Page text ->
Marcello Borges

Personal information
- Full name: Marcello A. Borges
- Date of birth: September 13, 1997 (age 28)
- Place of birth: Kearny, New Jersey, United States
- Height: 1.75 m (5 ft 9 in)
- Position: Defender

Team information
- Current team: Atlantic City
- Number: 7

Youth career
- 2010–2015: New York Red Bulls

College career
- Years: Team / Apps / (Gls)
- 2015–2018: Michigan Wolverines / 61 / (0)

Senior career*
- Years: Team / Apps / (Gls)
- 2015: New York Red Bulls II / 2 / (0)
- 2016–2017: New York Red Bulls U-23 / 10 / (1)
- 2018: Michigan Bucks / 3 / (0)
- 2019: Detroit City / 7 / (1)
- 2020–: Atlantic City / 0 / (0)

International career^{‡}
- 2015: United States U18 / 1 / (0)
- 2015: United States U20 / 10 / (0)

= Marcello Borges =

American soccer player

Marcello Borges (born September 13, 1997) is an American soccer player who plays for Atlantic City FC in the National Premier Soccer League.

==Career==
===Youth, college and amateur===
Raised in Kearny, New Jersey, Borges attended Kearny High School and briefly played prep soccer for the school's varsity team before spending the remainder of his youth career with the New York Red Bulls Academy. In February 2015, Borges signed a letter of intent to play college soccer at the University of Michigan. A month later, he signed an academy level contract with USL club New York Red Bulls II, which allowed him to play for the club without forfeiting his college eligibility. He made his debut a day later in a goalless draw against Rochester Rhinos.

Material supplied ->
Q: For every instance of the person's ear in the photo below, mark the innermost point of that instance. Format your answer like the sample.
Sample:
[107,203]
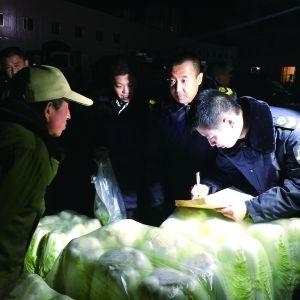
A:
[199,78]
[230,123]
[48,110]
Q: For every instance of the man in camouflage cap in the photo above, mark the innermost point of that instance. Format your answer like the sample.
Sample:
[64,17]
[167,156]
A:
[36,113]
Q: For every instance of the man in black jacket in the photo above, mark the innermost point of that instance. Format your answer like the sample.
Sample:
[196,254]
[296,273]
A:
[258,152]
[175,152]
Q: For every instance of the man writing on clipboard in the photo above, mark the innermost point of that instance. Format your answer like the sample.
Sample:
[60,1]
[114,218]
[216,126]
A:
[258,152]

==

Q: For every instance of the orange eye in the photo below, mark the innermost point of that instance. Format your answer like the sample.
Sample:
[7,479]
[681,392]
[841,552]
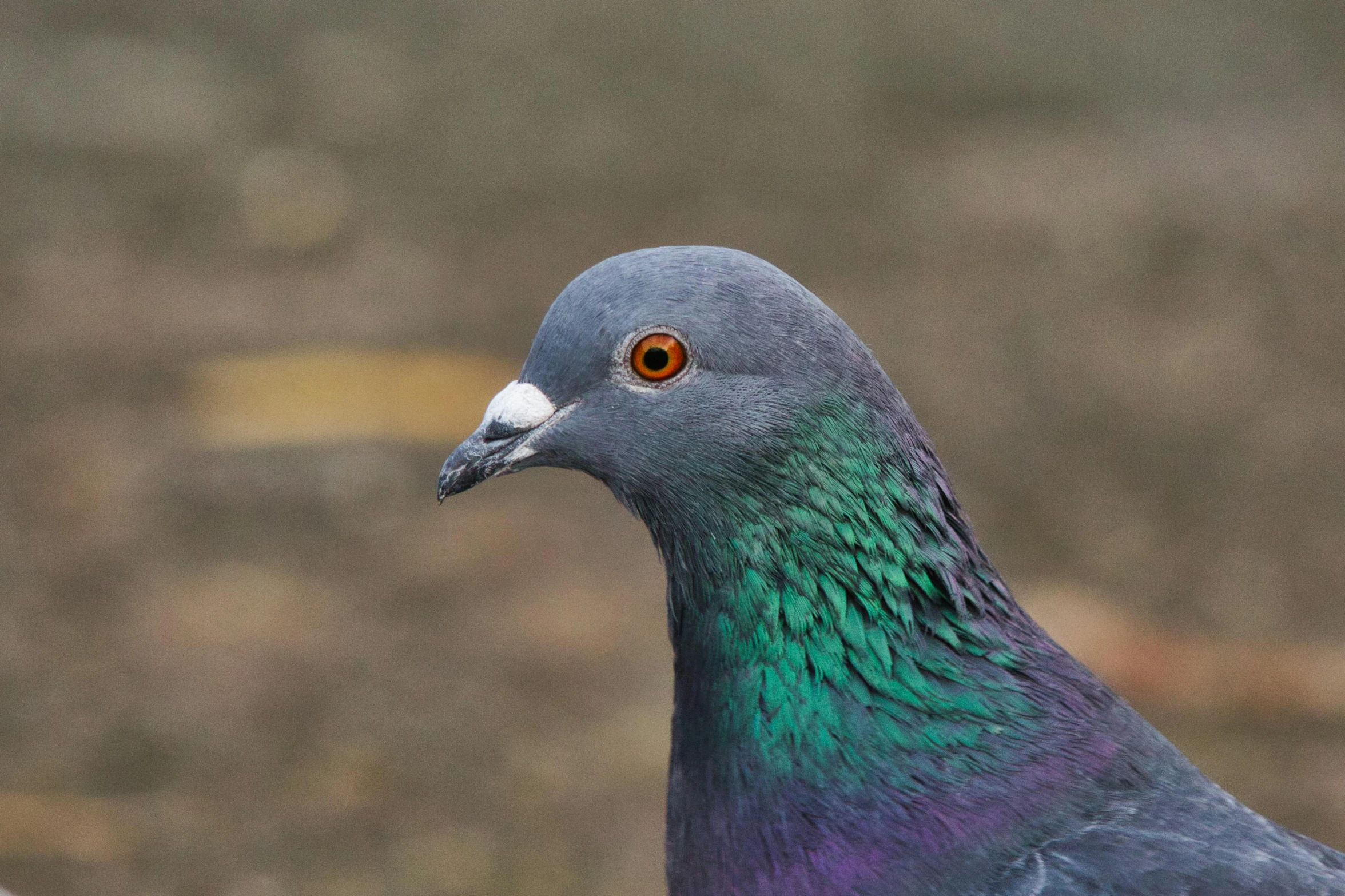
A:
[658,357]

...

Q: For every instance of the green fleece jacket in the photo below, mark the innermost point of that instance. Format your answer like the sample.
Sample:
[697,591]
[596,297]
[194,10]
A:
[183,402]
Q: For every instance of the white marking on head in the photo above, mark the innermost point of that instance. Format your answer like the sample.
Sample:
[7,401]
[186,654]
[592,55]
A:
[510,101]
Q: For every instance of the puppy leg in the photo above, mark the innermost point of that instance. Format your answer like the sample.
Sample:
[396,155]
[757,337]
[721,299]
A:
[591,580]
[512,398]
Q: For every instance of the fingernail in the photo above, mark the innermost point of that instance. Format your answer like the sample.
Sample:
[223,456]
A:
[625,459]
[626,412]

Set of tasks ->
• A. Copy the Marcello Borges page word for word, starting with "College career" and going on through "City / 0 / (0)".
• B. Which teams appear under "Senior career" on the Marcello Borges page? Give every one.
• C. Write what comes next on the Marcello Borges page, picking up after its final sentence.
The records come from a different source than the Marcello Borges page.

The responses ->
• A.
College career
- Years: Team / Apps / (Gls)
- 2015–2018: Michigan Wolverines / 61 / (0)

Senior career*
- Years: Team / Apps / (Gls)
- 2015: New York Red Bulls II / 2 / (0)
- 2016–2017: New York Red Bulls U-23 / 10 / (1)
- 2018: Michigan Bucks / 3 / (0)
- 2019: Detroit City / 7 / (1)
- 2020–: Atlantic City / 0 / (0)

• B.
New York Red Bulls II
New York Red Bulls U-23
Michigan Bucks
Detroit City
Atlantic City

• C.
In his freshman year with the Wolverines, Borges made only 11 appearances, starting in five of them. He missed a portion of the season due to the fact he was on U.S. U-20 national team duty.

He also played in the Premier Development League for New York Red Bulls U-23.

He was drafted by the Colorado Rapids of Major League Soccer in the 2019 MLS SuperDraft.

===International===
Borges has represented the United States in the under-18 and under-20 level.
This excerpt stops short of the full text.